* _Exercise instructions_:
Please report every line of the records that contains the word "vent", treating case as significant.

* _Dataset excerpts_:
○ ○ ○ ○ ○
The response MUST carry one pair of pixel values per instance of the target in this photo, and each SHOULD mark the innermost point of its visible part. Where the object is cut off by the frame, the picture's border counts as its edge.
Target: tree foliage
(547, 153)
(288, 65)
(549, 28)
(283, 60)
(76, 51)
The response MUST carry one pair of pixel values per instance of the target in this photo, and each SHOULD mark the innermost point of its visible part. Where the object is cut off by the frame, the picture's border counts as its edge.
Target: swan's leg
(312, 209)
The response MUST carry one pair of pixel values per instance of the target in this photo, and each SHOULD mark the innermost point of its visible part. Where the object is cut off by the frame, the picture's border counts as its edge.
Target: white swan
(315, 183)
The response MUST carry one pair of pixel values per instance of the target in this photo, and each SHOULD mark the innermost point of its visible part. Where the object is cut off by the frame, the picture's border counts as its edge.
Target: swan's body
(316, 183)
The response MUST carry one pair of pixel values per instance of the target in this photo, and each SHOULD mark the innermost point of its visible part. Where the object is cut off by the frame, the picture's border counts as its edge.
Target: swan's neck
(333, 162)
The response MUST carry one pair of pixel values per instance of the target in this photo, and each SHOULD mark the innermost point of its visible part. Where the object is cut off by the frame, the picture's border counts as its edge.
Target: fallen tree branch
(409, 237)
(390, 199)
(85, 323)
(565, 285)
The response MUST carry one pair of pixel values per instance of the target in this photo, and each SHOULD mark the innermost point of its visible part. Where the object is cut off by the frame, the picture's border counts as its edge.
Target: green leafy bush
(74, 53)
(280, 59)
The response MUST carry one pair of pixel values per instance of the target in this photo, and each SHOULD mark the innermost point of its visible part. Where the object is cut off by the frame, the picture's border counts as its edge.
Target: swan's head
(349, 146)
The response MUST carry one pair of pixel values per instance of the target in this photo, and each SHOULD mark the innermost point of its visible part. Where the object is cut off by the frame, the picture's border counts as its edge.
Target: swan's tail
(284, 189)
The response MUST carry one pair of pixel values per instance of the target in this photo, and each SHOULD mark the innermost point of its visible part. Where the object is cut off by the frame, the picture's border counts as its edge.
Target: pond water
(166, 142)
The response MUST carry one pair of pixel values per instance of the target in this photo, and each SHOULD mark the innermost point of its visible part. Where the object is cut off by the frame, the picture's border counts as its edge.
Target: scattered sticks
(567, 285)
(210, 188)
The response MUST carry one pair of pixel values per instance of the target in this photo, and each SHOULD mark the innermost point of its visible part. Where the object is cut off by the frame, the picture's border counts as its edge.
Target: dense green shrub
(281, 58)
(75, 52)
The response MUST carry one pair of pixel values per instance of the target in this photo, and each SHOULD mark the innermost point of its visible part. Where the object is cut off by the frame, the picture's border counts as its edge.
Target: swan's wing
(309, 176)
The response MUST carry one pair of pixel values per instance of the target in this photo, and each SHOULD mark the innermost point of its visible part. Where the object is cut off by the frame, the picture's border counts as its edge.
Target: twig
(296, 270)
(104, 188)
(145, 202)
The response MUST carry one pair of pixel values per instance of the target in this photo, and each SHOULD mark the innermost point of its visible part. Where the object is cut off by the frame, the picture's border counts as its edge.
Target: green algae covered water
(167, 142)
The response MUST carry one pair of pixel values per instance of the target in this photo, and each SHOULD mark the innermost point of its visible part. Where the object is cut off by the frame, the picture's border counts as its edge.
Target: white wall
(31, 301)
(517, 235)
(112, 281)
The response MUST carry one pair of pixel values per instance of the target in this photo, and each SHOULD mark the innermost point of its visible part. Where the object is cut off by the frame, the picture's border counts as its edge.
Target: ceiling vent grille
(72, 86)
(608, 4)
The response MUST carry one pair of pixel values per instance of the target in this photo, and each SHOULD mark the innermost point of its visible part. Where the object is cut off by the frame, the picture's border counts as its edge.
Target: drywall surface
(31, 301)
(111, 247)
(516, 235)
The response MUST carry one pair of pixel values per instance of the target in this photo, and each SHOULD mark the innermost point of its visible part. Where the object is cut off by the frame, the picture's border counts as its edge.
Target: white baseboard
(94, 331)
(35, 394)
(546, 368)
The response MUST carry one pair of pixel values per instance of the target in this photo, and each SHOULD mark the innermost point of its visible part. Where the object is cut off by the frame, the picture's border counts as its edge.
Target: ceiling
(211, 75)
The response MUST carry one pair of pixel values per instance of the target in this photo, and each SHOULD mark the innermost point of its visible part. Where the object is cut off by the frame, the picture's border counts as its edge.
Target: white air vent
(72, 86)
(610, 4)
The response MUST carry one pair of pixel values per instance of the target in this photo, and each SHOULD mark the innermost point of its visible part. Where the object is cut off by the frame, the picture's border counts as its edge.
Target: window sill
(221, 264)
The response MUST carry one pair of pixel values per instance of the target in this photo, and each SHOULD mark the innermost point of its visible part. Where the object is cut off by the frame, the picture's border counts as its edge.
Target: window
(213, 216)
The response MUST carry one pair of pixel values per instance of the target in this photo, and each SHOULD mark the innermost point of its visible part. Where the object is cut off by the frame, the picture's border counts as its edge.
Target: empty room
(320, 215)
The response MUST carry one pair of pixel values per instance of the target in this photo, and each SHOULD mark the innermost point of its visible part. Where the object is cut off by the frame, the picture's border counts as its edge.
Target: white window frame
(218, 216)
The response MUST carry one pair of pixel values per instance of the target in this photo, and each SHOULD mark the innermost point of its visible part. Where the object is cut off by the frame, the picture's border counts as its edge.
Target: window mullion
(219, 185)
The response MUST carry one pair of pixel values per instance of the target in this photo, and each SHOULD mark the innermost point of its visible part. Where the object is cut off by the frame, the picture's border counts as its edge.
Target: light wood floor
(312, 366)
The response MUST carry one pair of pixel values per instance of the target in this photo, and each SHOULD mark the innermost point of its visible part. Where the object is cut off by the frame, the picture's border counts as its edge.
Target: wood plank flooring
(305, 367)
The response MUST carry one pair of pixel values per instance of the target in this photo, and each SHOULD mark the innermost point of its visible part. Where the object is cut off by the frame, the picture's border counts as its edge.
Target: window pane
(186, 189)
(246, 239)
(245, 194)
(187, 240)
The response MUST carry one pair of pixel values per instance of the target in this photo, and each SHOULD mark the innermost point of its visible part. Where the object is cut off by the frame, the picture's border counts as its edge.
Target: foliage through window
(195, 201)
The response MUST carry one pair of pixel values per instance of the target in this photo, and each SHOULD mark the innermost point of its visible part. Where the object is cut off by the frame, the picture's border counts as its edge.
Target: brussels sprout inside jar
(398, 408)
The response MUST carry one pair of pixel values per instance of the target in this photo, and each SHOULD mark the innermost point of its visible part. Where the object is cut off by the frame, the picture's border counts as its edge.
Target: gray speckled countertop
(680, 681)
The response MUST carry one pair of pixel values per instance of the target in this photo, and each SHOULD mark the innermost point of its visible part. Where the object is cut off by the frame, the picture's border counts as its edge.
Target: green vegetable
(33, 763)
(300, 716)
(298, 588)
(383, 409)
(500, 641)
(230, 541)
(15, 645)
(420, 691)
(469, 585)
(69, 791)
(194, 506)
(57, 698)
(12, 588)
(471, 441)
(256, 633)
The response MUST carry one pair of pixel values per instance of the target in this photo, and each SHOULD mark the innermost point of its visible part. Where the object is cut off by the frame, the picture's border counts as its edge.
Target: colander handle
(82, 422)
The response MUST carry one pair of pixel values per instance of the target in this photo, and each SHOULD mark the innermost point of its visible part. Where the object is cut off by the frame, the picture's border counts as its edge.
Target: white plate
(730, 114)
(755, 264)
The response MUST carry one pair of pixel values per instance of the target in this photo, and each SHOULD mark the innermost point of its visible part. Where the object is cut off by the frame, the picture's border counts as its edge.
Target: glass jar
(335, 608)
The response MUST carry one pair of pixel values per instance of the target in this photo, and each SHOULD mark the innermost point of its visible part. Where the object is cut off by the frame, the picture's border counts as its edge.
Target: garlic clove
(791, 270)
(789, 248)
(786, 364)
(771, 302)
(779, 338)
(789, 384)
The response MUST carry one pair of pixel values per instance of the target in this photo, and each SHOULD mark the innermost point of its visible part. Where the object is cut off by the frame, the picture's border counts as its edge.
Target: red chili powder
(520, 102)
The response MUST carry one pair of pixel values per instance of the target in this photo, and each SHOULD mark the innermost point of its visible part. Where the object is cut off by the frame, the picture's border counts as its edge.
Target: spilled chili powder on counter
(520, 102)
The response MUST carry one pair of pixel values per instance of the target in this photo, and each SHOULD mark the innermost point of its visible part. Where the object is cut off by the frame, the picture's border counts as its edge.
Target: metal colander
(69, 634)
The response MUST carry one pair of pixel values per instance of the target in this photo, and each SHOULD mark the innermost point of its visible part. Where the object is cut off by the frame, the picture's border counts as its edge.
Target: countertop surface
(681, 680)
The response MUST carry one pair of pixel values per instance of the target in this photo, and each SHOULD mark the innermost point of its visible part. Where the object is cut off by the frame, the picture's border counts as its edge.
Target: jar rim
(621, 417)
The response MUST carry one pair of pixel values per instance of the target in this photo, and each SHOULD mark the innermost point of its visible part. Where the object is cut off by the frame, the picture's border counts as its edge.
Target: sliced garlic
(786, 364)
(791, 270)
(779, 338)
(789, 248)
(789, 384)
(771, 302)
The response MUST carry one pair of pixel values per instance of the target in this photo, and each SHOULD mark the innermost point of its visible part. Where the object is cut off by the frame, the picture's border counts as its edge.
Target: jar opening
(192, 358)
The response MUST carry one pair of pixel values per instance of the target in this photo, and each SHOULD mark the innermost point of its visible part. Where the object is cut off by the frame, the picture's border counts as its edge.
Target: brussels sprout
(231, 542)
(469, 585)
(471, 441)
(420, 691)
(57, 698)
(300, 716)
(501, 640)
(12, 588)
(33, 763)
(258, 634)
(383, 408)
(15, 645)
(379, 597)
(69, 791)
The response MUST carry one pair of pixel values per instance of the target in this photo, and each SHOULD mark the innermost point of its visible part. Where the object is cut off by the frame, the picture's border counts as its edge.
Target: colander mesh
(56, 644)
○ ○ ○ ○ ○
* _Full output_:
Target: ceiling vent grille
Target: white air vent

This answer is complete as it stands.